**ENTRIES SHOWN:**

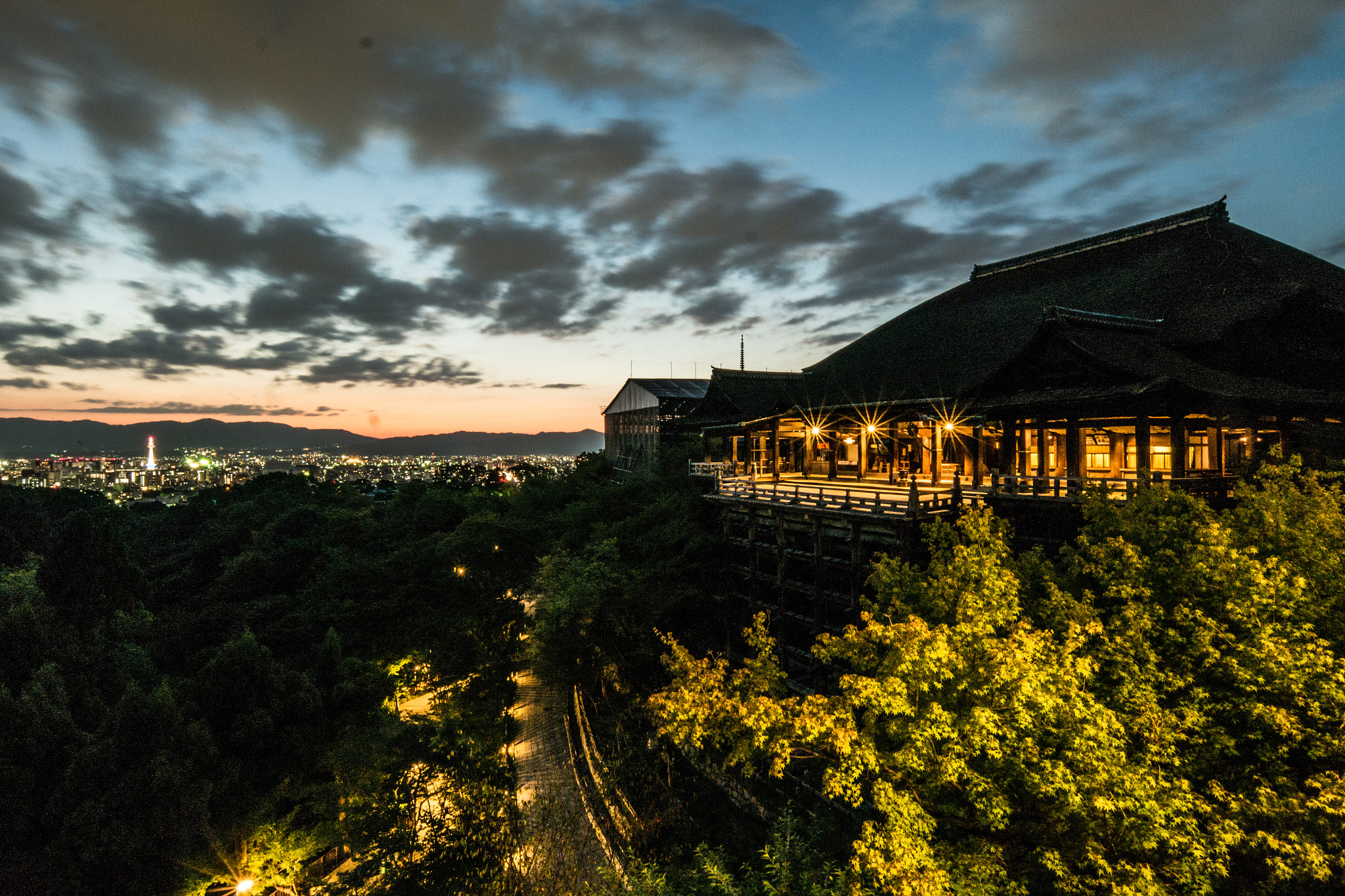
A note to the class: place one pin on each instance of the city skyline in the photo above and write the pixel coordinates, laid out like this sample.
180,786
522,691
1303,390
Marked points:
471,227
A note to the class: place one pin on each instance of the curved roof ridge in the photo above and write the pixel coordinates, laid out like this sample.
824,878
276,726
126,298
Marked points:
1157,226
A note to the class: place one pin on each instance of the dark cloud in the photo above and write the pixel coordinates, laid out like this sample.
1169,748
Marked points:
185,316
834,339
708,224
19,205
23,233
185,408
156,354
407,371
716,308
525,278
14,332
1105,183
433,72
1145,81
881,254
549,167
994,183
1334,247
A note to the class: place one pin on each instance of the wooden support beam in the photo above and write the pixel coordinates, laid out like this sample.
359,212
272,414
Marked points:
1178,445
1142,448
1074,449
938,453
775,449
892,453
977,436
1043,456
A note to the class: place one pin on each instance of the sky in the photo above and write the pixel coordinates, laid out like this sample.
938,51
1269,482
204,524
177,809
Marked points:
435,215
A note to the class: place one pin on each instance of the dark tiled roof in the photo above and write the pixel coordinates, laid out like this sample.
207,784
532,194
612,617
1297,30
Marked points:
1191,297
738,396
673,389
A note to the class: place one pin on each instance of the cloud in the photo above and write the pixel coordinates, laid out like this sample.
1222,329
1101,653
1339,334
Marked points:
526,278
185,316
407,371
186,408
703,226
1336,246
14,332
834,339
994,183
523,278
435,73
23,234
716,308
156,354
1143,81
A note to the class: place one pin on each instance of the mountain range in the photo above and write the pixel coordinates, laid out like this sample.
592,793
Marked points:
27,437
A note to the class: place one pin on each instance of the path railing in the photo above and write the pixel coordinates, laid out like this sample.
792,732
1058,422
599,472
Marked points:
1071,486
912,501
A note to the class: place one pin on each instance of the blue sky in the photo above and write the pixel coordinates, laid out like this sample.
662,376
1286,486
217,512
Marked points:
435,215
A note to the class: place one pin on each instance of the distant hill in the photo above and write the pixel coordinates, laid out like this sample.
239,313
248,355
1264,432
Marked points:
26,437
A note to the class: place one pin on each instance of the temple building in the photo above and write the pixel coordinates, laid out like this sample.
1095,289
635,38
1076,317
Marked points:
643,412
1179,349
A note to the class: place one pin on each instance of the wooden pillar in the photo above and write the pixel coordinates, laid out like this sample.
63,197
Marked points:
1178,445
818,570
1042,449
892,453
977,436
1074,449
937,453
775,449
753,557
1142,446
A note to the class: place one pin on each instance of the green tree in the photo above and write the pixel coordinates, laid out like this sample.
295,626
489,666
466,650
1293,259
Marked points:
1155,712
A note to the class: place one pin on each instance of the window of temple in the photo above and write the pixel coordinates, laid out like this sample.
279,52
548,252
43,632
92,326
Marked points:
1098,450
1197,450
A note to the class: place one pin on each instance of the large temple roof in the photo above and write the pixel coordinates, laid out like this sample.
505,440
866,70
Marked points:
1191,300
739,396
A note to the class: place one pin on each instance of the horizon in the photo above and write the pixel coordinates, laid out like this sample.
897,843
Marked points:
490,234
210,419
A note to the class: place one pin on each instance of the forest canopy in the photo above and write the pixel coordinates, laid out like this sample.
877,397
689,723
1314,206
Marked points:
1160,708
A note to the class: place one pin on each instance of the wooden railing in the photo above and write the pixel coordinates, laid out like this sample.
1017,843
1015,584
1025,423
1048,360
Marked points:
1071,486
914,501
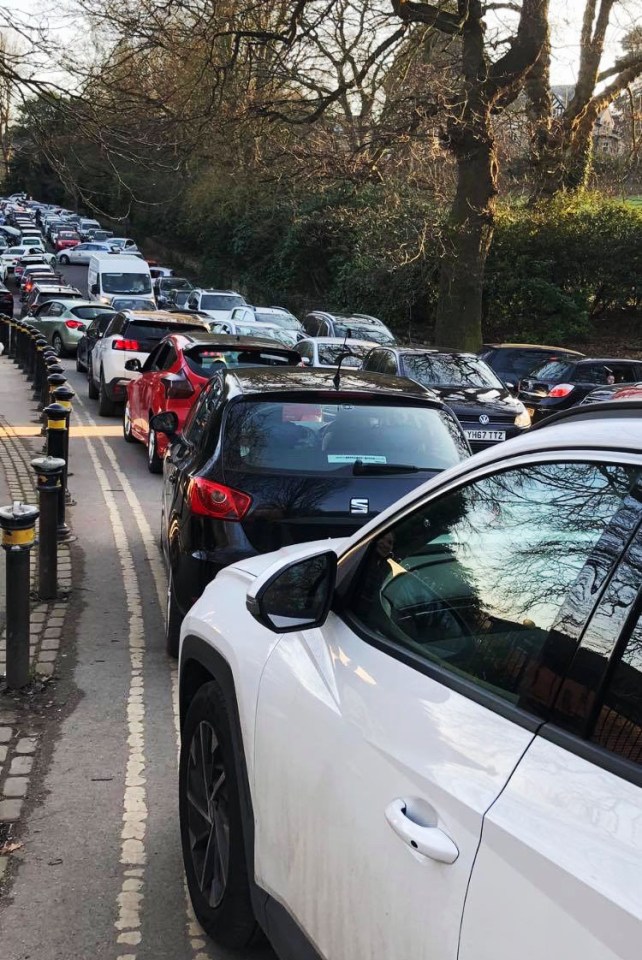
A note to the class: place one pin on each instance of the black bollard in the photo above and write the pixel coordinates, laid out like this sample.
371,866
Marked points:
56,428
49,472
18,523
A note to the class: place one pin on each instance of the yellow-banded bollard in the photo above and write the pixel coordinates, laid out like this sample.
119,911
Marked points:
18,524
56,425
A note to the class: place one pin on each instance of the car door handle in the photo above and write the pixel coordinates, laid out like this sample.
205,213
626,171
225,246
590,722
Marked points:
429,841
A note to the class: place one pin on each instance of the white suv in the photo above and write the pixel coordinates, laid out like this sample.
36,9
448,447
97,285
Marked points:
426,740
118,356
217,304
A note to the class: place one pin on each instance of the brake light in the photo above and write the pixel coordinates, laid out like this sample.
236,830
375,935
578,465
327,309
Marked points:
561,390
208,499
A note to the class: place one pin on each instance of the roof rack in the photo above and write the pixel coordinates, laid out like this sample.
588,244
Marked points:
614,407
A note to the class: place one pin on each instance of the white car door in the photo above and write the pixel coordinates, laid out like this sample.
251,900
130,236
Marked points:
559,869
383,738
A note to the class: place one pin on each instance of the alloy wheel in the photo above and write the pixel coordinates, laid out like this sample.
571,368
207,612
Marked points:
208,821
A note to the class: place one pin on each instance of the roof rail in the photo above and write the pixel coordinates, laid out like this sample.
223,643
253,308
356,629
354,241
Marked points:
614,407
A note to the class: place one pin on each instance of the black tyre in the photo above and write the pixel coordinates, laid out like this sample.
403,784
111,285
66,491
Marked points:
92,389
211,823
106,406
127,426
154,462
173,621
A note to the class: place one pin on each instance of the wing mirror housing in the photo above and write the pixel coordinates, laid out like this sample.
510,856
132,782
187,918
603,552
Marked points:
296,595
165,422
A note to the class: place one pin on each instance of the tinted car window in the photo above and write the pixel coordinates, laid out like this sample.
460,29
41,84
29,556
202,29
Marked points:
552,370
342,438
493,581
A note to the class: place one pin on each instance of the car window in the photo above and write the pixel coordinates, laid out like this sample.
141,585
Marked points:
493,583
337,439
618,727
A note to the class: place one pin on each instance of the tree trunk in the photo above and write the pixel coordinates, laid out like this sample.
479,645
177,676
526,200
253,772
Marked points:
470,232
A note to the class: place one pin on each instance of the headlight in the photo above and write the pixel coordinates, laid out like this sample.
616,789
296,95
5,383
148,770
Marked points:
523,419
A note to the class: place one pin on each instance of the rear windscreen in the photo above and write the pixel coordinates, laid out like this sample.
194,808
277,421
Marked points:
338,438
204,360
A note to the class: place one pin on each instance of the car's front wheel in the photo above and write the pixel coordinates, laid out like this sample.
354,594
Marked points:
211,822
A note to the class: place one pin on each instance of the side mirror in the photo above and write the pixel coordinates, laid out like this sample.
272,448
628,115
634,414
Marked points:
166,422
296,596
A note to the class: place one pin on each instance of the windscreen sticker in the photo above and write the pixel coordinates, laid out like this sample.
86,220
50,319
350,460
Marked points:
353,457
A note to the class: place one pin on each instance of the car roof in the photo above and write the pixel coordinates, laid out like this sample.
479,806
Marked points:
264,380
161,316
531,346
232,341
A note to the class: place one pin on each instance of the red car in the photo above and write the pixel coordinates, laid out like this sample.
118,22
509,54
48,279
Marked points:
176,371
66,239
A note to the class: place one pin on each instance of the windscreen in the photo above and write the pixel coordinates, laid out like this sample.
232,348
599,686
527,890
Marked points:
132,303
284,320
126,283
205,360
329,354
434,369
338,438
220,301
551,370
357,331
90,313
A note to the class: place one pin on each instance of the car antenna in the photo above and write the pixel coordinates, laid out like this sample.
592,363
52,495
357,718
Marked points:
345,352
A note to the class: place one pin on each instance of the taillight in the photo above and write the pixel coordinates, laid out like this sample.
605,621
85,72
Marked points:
208,499
561,390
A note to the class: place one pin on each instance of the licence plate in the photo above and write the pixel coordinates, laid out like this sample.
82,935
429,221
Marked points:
485,435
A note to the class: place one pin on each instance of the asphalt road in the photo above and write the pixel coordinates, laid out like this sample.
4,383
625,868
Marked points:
101,877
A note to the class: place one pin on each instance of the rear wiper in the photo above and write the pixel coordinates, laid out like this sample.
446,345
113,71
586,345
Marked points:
359,468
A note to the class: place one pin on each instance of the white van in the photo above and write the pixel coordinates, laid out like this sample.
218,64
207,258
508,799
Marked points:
112,275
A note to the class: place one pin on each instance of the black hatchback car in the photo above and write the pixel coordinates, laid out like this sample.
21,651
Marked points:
486,409
559,384
275,456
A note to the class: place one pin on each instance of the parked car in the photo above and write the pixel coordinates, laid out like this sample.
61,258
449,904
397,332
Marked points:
559,384
513,361
65,239
64,322
6,301
131,335
354,326
217,304
82,253
164,286
486,409
44,292
95,330
269,457
276,316
255,329
176,371
325,351
445,709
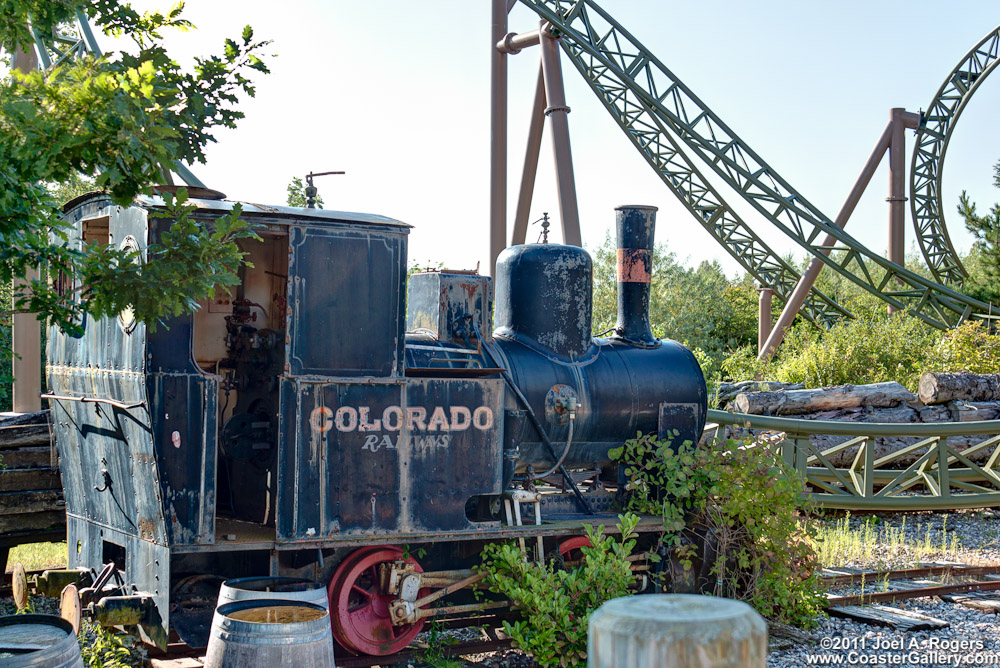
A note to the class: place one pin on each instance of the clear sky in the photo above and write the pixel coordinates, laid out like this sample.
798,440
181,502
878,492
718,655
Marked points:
396,93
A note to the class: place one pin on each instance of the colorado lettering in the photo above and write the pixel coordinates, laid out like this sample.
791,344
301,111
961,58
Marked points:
414,418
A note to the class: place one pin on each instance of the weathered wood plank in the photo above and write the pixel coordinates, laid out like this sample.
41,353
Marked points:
881,615
20,480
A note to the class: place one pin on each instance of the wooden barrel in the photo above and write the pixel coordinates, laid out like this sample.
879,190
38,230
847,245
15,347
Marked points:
42,641
676,631
271,633
274,588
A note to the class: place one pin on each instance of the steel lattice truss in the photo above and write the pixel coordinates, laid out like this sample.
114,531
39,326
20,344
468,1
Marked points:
613,61
932,140
65,44
62,45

**WHAT THIS TASK INVOLVES:**
Of the lines in the data, report each one containing the string "dark".

**EXPECTED ANSWER:**
A note to the class: place one pin on each instance of the dark cloud in the photo above and write the pixel coordinates, laid out like this sample.
A note to the class: place one pin on each instance of the dark tiled roof in the photo above and write the pixel coordinates, laid out like this sample.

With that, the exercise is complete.